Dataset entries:
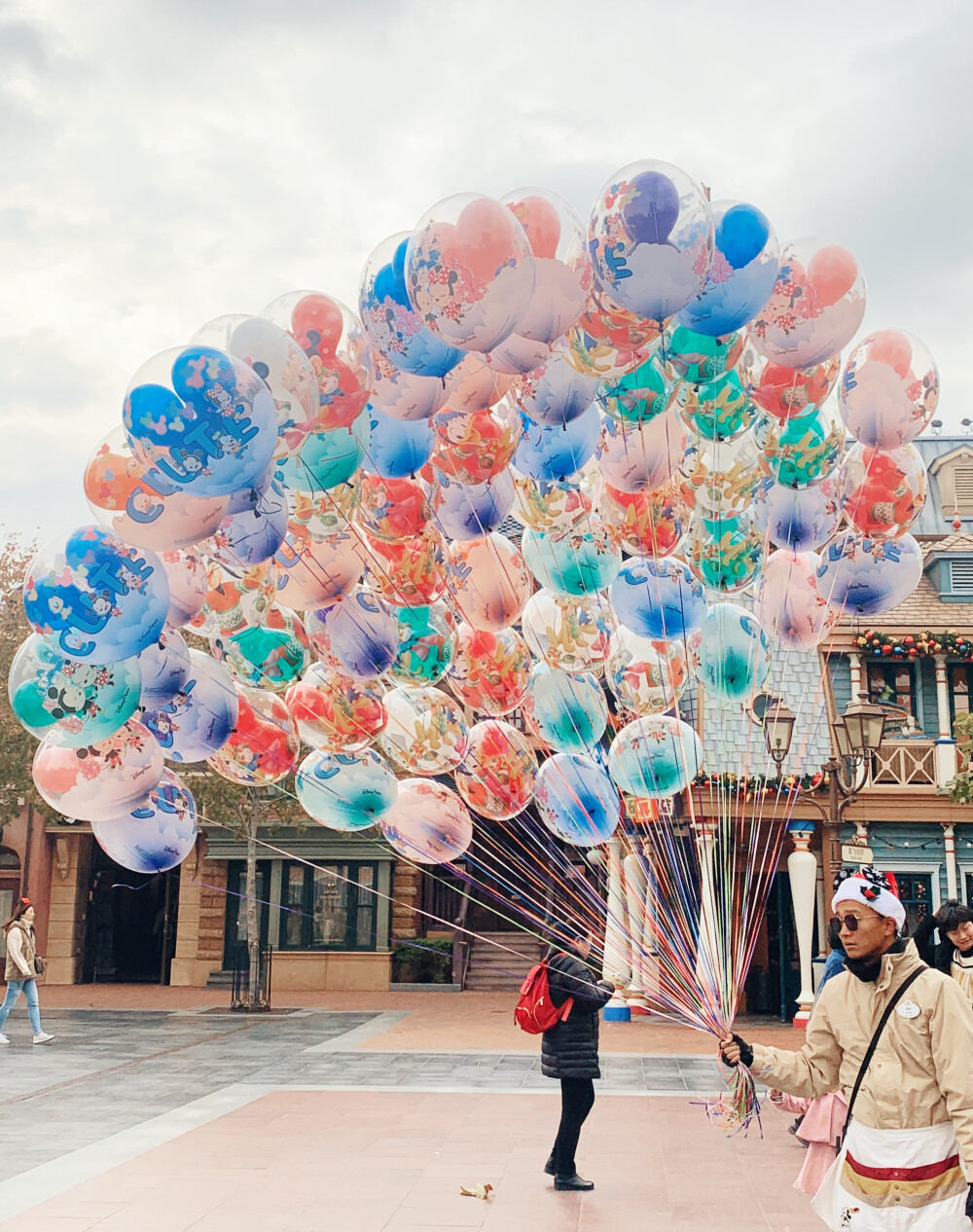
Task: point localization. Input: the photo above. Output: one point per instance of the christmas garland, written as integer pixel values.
(917, 646)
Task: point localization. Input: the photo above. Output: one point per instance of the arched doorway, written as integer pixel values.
(9, 881)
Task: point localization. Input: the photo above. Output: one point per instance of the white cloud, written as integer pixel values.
(166, 163)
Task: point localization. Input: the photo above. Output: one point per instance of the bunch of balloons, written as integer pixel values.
(545, 466)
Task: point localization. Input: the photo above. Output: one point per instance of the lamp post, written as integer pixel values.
(857, 736)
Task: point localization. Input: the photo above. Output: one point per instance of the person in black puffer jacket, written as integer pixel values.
(570, 1050)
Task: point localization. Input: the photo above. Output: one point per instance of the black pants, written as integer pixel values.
(577, 1101)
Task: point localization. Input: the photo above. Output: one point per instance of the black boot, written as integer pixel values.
(574, 1181)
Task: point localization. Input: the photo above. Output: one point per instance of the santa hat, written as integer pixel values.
(871, 888)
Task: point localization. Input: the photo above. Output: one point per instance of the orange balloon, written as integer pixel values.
(833, 272)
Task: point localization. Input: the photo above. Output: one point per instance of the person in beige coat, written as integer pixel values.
(21, 969)
(907, 1159)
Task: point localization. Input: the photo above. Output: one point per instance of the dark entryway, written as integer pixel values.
(130, 923)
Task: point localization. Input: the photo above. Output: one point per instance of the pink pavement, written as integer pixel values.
(394, 1162)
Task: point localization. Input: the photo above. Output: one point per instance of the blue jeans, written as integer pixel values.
(14, 990)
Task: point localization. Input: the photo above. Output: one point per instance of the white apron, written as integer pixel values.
(895, 1180)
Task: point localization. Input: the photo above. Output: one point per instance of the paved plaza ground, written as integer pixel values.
(365, 1112)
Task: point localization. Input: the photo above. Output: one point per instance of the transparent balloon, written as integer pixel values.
(345, 791)
(889, 389)
(815, 307)
(157, 834)
(429, 823)
(498, 774)
(650, 237)
(95, 598)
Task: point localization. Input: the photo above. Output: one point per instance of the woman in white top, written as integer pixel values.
(21, 969)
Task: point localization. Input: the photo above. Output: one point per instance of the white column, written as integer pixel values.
(953, 881)
(802, 866)
(945, 751)
(633, 876)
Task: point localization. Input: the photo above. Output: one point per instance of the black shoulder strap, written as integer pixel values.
(870, 1052)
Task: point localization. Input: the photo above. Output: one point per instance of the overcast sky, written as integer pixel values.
(166, 162)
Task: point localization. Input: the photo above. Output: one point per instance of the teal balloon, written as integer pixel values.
(569, 711)
(83, 703)
(327, 458)
(577, 800)
(575, 561)
(346, 791)
(638, 396)
(735, 653)
(656, 756)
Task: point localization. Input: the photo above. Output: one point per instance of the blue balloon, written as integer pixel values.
(577, 800)
(212, 430)
(361, 633)
(198, 721)
(865, 577)
(469, 510)
(93, 598)
(656, 756)
(254, 535)
(735, 653)
(658, 598)
(158, 833)
(346, 791)
(165, 668)
(327, 458)
(393, 325)
(556, 451)
(569, 711)
(398, 448)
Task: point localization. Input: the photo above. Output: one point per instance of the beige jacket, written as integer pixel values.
(921, 1072)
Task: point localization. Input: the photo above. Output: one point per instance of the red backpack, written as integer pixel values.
(535, 1013)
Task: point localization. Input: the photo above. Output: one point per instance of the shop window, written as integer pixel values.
(893, 686)
(328, 907)
(916, 892)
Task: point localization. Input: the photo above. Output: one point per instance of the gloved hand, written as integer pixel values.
(735, 1051)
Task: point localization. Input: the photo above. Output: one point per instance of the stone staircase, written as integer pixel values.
(494, 968)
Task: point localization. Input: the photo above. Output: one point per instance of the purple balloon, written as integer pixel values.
(652, 214)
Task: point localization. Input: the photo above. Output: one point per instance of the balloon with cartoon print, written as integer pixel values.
(269, 656)
(333, 339)
(568, 711)
(426, 643)
(889, 389)
(345, 791)
(487, 582)
(469, 272)
(202, 417)
(142, 505)
(264, 744)
(577, 800)
(157, 834)
(360, 633)
(83, 703)
(498, 774)
(93, 598)
(394, 327)
(100, 780)
(863, 577)
(334, 712)
(657, 756)
(429, 823)
(815, 306)
(165, 668)
(741, 272)
(198, 721)
(650, 237)
(425, 732)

Your goal: Restate every line above word for word. Do not carry over the images.

Exercise result:
Task: point localization. Input: the photo above. Output: one point per instance of the christmas garland, written as integer pixel values.
(917, 646)
Task: point localization. Input: the photo above. Output: one point per instance of the arched doorway, written as integer pixel values.
(9, 881)
Task: point localization. Input: the photo above. Output: one point per instance of the white cloud, written as integer pixel values.
(166, 163)
Task: point localization. Input: the photo above. Output: one point per instance of the bunch of balloons, written as integer pixel values.
(545, 466)
Task: point localization. Input: the photo above. Output: one point per instance of the lamp post, written as integer pixel values.
(857, 736)
Task: point localization. Input: the photo above. Output: one point per instance of the person in black puffer jacket, written as integer pixel values.
(570, 1050)
Task: point localization. Input: the photo above. Output: one point per instance of the black pants, written as integer pixel values.
(577, 1101)
Task: point localization. Input: the photo above. Output: one point per instance of the black boot, written as integer pixel values.
(574, 1181)
Task: point localization. Input: the photo above. Output: one point per instance of the santa hat, written as integer pixel values.
(871, 888)
Task: point localization. Input: the photo above. Output: one point per instance of the orange balloon, written as integer pixel values.
(833, 272)
Task: point localization. Input: the photo above. Output: one point per instance of the person in beige coat, written as integer pixel values.
(21, 969)
(907, 1159)
Task: point localization. Input: the photo above. Output: one point per instance of the dark entryway, written as integer pixel values.
(130, 923)
Task: point localization. Input: the photo above. Output: one point per instance of the pink pavement, written as integer pixel values.
(394, 1162)
Task: point localization. Input: the photo above. Output: one point per instance of the blue jeans, written as integer pixel values.
(14, 990)
Task: point localization. Input: the photo above. Output: one point per instance of the white apron, written as integer pixel values.
(895, 1180)
Task: point localization. Input: the photo above. Output: one point per instance of the paved plaza ground, written as integer pixel values.
(365, 1112)
Task: point localization. Input: the photo above. Output: one point per instance of the transparent balloon, written as integer pixel values.
(345, 791)
(889, 389)
(815, 307)
(157, 834)
(429, 823)
(498, 774)
(650, 237)
(95, 598)
Task: point localization. Input: the photo above. Output: one point per instance of the woman in white top, written as integer pixel values.
(21, 969)
Task: point localization. Input: the photo above. Output: one point per instance of the white column, written as integer pixel values.
(953, 881)
(802, 866)
(945, 751)
(633, 876)
Task: point localization. Input: the photo above. Output: one point per instance of the black shoulder strap, written as integer pixel values.
(870, 1052)
Task: point localization. Input: the photo above. Output: one point per instance of the overcast sky, written as integer pixel values.
(166, 162)
Task: point localization. Input: the photo above. Output: one point per instance of the teal balloon, written as integer pixel values.
(569, 711)
(83, 703)
(327, 458)
(577, 800)
(575, 561)
(346, 791)
(638, 396)
(735, 653)
(656, 756)
Task: point localization. Input: the photo above. Output: one point per instance of the blue balloon, written as integer pixel values.
(577, 800)
(212, 430)
(361, 633)
(198, 721)
(865, 577)
(469, 510)
(93, 598)
(656, 756)
(254, 535)
(735, 653)
(658, 598)
(158, 833)
(346, 791)
(165, 668)
(327, 458)
(393, 325)
(556, 451)
(569, 711)
(398, 448)
Task: point localization. Input: the photo above. Output: one point per instance of the beige jacket, written as integer pixel values.
(921, 1072)
Task: point localization. Input: the photo above. Output: one point per instance of the red backpack, written as integer pixel values.
(535, 1013)
Task: point localization. Input: the photo above. Output: one point per instance of the shop window, written as integer pixel values.
(893, 686)
(328, 907)
(916, 892)
Task: point localization. Input: the photo above. Output: one point per instance of the gloved hand, written as integer pixel values.
(735, 1051)
Task: point localization. Input: the photo above. Output: one point per instance of the stone staircase, written as integer pixel values.
(494, 968)
Task: point localization. Input: the photo above. Output: one point per instance of the purple balloon, written as integer pixel values.
(652, 214)
Task: point localization. Input: the photo above. Output: one point per instance of the balloon with cartoon print, written as integer pixel values.
(269, 656)
(333, 339)
(568, 711)
(426, 643)
(889, 389)
(345, 791)
(487, 582)
(469, 272)
(202, 417)
(142, 505)
(264, 744)
(577, 800)
(157, 834)
(360, 633)
(83, 703)
(498, 774)
(93, 598)
(394, 327)
(100, 780)
(863, 577)
(334, 712)
(657, 756)
(429, 823)
(815, 306)
(165, 668)
(741, 272)
(198, 721)
(650, 237)
(425, 732)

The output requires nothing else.